§ Exercise objective: Could you write out all of the rows below word for word, leaving the pictures out?

§ Rows:
= = = = =

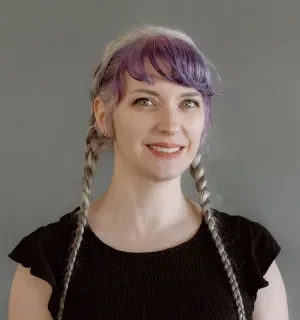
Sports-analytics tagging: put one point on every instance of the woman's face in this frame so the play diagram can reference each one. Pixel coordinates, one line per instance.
(161, 113)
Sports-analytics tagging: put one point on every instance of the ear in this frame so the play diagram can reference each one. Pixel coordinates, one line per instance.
(99, 110)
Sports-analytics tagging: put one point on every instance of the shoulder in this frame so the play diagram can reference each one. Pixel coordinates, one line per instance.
(251, 245)
(45, 250)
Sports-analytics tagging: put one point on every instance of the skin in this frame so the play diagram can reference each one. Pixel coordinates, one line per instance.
(153, 213)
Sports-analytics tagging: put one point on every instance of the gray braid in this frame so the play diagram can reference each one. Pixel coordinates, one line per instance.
(197, 173)
(95, 143)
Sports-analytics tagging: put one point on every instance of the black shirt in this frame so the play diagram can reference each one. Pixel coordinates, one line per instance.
(187, 281)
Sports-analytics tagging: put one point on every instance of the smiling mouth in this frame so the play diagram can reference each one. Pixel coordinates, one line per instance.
(165, 151)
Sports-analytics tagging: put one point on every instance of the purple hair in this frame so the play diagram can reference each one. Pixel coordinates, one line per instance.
(187, 65)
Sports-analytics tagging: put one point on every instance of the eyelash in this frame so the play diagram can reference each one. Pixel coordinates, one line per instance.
(194, 101)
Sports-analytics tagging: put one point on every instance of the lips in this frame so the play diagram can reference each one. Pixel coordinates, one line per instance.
(165, 145)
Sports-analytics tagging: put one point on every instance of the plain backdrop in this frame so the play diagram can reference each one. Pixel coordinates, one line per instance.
(49, 50)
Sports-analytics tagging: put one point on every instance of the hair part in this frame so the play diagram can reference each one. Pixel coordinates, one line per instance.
(188, 67)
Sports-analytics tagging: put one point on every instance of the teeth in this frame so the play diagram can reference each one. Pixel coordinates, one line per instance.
(167, 150)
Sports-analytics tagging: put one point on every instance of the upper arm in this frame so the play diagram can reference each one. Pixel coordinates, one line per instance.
(29, 297)
(271, 301)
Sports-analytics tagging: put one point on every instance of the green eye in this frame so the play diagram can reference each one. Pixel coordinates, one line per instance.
(143, 102)
(190, 104)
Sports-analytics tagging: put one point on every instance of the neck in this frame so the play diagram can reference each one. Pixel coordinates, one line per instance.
(142, 205)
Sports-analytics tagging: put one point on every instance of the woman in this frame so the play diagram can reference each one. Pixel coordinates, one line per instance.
(143, 250)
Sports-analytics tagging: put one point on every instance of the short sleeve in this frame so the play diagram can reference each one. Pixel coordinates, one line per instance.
(30, 253)
(263, 251)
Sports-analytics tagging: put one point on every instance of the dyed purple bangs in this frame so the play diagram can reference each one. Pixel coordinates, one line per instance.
(187, 66)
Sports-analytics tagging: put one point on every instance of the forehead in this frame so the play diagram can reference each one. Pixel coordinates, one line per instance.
(130, 82)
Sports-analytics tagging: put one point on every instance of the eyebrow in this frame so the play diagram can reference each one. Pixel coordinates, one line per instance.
(156, 94)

= = = = =

§ Correct output:
Sports-analytics tagging: put one point on every instance of the woman's face in this frame so the play diagram can reference each one. Pixel coordinates, one line per instance.
(161, 113)
Sports-analytics tagging: put one point on every instance of the ear in this frame so the play diagram can reference each one. Pixel coordinates, one line per instance.
(99, 110)
Sports-analytics tagging: put one point on every instance of the shoulder in this frame so the play diagram can reference each one. Pixel coordinates, one line per instance.
(251, 245)
(45, 250)
Sports-analytics tagging: put one point on every instance of the skin in this frame so the play diagram can reference each one. Pixel coordinates, one line per instance.
(153, 213)
Sports-analytics tagging: put one point on every instance of the gray braid in this frame so the play diagram can reference each one. Pixel coordinates, one line per instance.
(197, 173)
(95, 143)
Sports-analytics tagging: put one point on every instance of the black shirt in this frame so the play diagram can reference each one. Pixel coordinates, one line per instance.
(187, 281)
Sports-analytics tagging: put one point on every instance of the smiling mouth in this frame so the play diagram can reference each one. Pixel coordinates, one line per instance.
(165, 151)
Sports-analytics tagging: put one point on every instance of the purple hair in this frame so the play diagram can reference each one. Pixel coordinates, one line per instance.
(187, 65)
Sports-analytics tagging: put one point on every instance of the eyelash in this frame so the play diagram can reference each one. Pixel coordinates, one line per instance.
(194, 101)
Sports-analytics tagging: put one point on every instance of the lips in this frame so the play diagram can reference each one. Pixel coordinates, one line per instance.
(165, 145)
Sports-analytics tagging: put one point on every instance of the plain backdrop in this frame so the play diagram can reference each one. Pixel coordinates, one line per instance.
(49, 50)
Sports-analytics tagging: put one point on every instance of the hair part in this frame so the play diagram can reference each one. Pixel coordinates, one line per instance.
(188, 67)
Sports-analytics tagging: put one point on every instance of the teeth in this frame so the play diagram can reference each one. Pixel coordinates, one line per instance.
(167, 150)
Sports-analytics tagging: put one point on every instance of the upper arm in this frame so the play diagram can reference each one. Pixel coordinates, one line per instance.
(29, 297)
(271, 301)
Sports-analytics tagging: put one point on every instance of the green eye in this frame so the play diagram can reference each one. Pixel coordinates, one line per instance.
(143, 102)
(190, 104)
Sports-analytics tagging: put one point on every instance of the neck in this frame so the play diagram can reference each one. Pixel coordinates, one line per instance.
(142, 205)
Sports-analytics tagging: put one point on every instance of the woman in this frame so the play diagram can reference each one. Pixel coordinates, one line per instance.
(143, 250)
Sports-analytics tagging: put one point on every instance of the short sleeve in this frame so the play diagram can reference each one. Pixel coordinates, one line per instance.
(30, 253)
(263, 251)
Sports-analytics tagging: put one point on every instance of the dyed purple bangs in this frame so the play diagram can reference each one. Pixel coordinates, one line per instance.
(187, 66)
Sports-analytics tagging: put one point on every instance of the forehead in this frame so the play diagram can reference each one. Pixel coordinates, one line per instance.
(130, 82)
Sports-analytics tagging: put one point on every instance of the eyebrow in this frame so the play diagram can reference each one. Pixel coordinates, one line per instance.
(156, 94)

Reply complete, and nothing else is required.